* _Quoted text_:
══════

Autofab and the rest of the go fast crowd have been using bars like @Babaganoosh for a long time.
I ran the ruffstuff radius arm style on my k5 with good results.
Yup, it’s definitely more desert racing than crawling. It works extremely well, and I would rather have two points then 1

I called ORD and just flat out asked Stephen if he had my truck what would he put on it. Then I researched it and talked to my fab buddy and did it.
 
Yeah I knew that, was just pointing out if someone was smarter than me they could do it with math.
Well, it didn't seem like it when I read that, so I figured that the sun in AZ had cooked your brain, more..
So I figured that I would help ya!
:D
 
Old thread CPR....

Anyone have a traction bar with the forward end attached to a factory tcase type of crossmember? I'm curious about how that type of crossmember would hold up.
 
Old thread CPR....

Anyone have a traction bar with the forward end attached to a factory tcase type of crossmember? I'm curious about how that type of crossmember would hold up.
It wouldn't be my first choice but I would do it if it was the best location.
The way it works will put all the force horizontal which is where that crossmember is the strongest.
I would make the mount attach to the 3 sides of the hat, reinforcing the attachment point.

══════

* _Extracted material_:
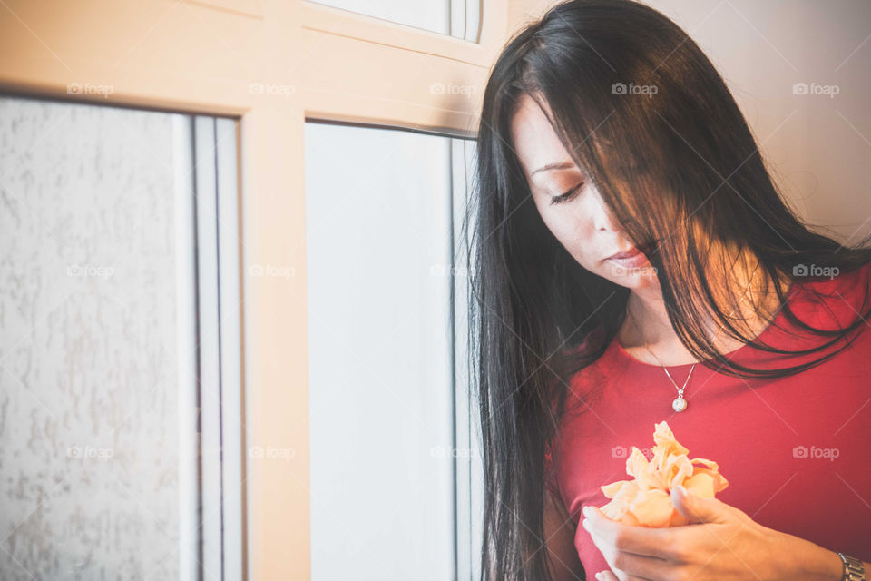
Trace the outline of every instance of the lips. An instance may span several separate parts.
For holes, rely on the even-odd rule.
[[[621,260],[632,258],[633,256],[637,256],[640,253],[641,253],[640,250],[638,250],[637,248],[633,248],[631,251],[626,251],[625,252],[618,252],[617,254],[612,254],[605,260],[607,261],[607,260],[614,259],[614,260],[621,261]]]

══════

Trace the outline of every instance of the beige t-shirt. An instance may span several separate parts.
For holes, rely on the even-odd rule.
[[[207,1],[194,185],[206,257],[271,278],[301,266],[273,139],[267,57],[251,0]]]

══════

* _To do_:
**1)** Summarize the forum thread on traction bars in two sentences.
**2)** Reproduce the forum thread on traction bars starting with "Yup, it’s definitely" and going on through "and did it.".
**3)** Write the next part of the forum thread on traction bars, picking up after its last post.

* _Answer set_:
**1)** Posters in the thread say that Autofab and other fast off-road builders have long used traction bars, and one poster reports good results running a ruffstuff radius-arm-style bar on a K5 and prefers two attachment points to one. When someone asks how a factory tcase-type crossmember would hold up as the forward mount, a reply says it would not be a first choice but would work because the force runs horizontally, where that crossmember is strongest, and suggests attaching the mount to three sides of the hat.

**2)**
Yup, it’s definitely more desert racing than crawling. It works extremely well, and I would rather have two points then 1

I called ORD and just flat out asked Stephen if he had my truck what would he put on it. Then I researched it and talked to my fab buddy and did it.

**3)**
If that wasn't clear I could draw up a picture
 
The way it works will put all the force horizontal which is where that crossmember is the strongest.
That depends on how it attaches, if it was one of those dual traction bars with just a single bar on each side and a rod end on both ends, then it would be mostly horizontal, the exact angle would be parallel to the bar.

If it was one of those traction bars with a shackle at the frame end for more articulation, then the force would be mostly vertical, or parallel to the shackle.

Old thread CPR....

Anyone have a traction bar with the forward end attached to a factory tcase type of crossmember? I'm curious about how that type of crossmember would hold up.

Keep in mind the traction bar can have enough force under acceleration to raise the vehicle up, so it needs to be strong enough for that.

I think it depends on what type of traction bar you will be using.

One traction bar, in the middle, with a shackle, I don't think I would use the stock crossmember.

If you are putting two single bars, each under the frame, up at a shallow angle, then most of the parallel force will go right to the frame so you are probably ok.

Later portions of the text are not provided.